- Opening Delimiter -
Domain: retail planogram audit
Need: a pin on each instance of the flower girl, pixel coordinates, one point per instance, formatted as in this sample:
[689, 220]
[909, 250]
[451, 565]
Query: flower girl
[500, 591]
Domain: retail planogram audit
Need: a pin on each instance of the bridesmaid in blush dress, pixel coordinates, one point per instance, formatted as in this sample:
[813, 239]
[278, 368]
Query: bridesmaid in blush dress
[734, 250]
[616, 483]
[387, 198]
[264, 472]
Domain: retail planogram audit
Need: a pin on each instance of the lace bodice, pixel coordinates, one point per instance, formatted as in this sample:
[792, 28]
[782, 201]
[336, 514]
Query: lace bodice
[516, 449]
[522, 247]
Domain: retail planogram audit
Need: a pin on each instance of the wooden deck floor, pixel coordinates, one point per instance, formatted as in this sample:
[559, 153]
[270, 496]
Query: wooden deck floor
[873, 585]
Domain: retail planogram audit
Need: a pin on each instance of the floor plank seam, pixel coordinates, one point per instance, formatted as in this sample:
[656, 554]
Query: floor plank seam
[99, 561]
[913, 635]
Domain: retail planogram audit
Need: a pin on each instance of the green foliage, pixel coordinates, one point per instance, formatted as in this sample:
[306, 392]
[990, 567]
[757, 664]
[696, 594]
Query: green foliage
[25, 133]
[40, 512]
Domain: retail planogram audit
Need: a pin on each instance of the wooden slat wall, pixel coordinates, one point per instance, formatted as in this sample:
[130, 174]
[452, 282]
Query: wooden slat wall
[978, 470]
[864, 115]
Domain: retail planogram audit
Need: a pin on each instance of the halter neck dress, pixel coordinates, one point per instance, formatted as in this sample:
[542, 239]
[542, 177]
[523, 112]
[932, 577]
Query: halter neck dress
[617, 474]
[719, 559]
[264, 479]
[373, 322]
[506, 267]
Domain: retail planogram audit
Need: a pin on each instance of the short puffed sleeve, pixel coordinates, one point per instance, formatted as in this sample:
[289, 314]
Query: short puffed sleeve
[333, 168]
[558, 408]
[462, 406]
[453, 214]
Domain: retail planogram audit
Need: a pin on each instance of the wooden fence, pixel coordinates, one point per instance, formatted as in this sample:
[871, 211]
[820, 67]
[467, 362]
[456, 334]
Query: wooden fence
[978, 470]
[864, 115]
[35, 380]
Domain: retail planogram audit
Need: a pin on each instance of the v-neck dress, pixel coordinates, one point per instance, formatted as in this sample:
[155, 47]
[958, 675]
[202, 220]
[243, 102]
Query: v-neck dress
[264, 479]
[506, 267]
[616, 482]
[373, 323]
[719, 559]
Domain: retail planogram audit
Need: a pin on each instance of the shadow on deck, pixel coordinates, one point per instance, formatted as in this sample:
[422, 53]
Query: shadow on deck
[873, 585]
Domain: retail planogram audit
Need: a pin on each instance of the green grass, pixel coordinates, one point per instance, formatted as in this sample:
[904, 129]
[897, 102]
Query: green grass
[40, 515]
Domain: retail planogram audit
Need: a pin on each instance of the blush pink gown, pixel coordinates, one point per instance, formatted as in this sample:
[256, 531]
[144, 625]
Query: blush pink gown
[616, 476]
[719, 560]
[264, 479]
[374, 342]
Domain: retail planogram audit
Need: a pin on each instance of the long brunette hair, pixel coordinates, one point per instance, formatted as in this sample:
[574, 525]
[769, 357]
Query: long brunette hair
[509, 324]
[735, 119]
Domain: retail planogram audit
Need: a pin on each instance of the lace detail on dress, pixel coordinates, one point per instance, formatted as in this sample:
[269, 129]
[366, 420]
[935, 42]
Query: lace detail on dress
- Closing Delimiter -
Your assignment: Could you work out how many lines in the records include "detail"? Answer with the number only.

Solution below: 2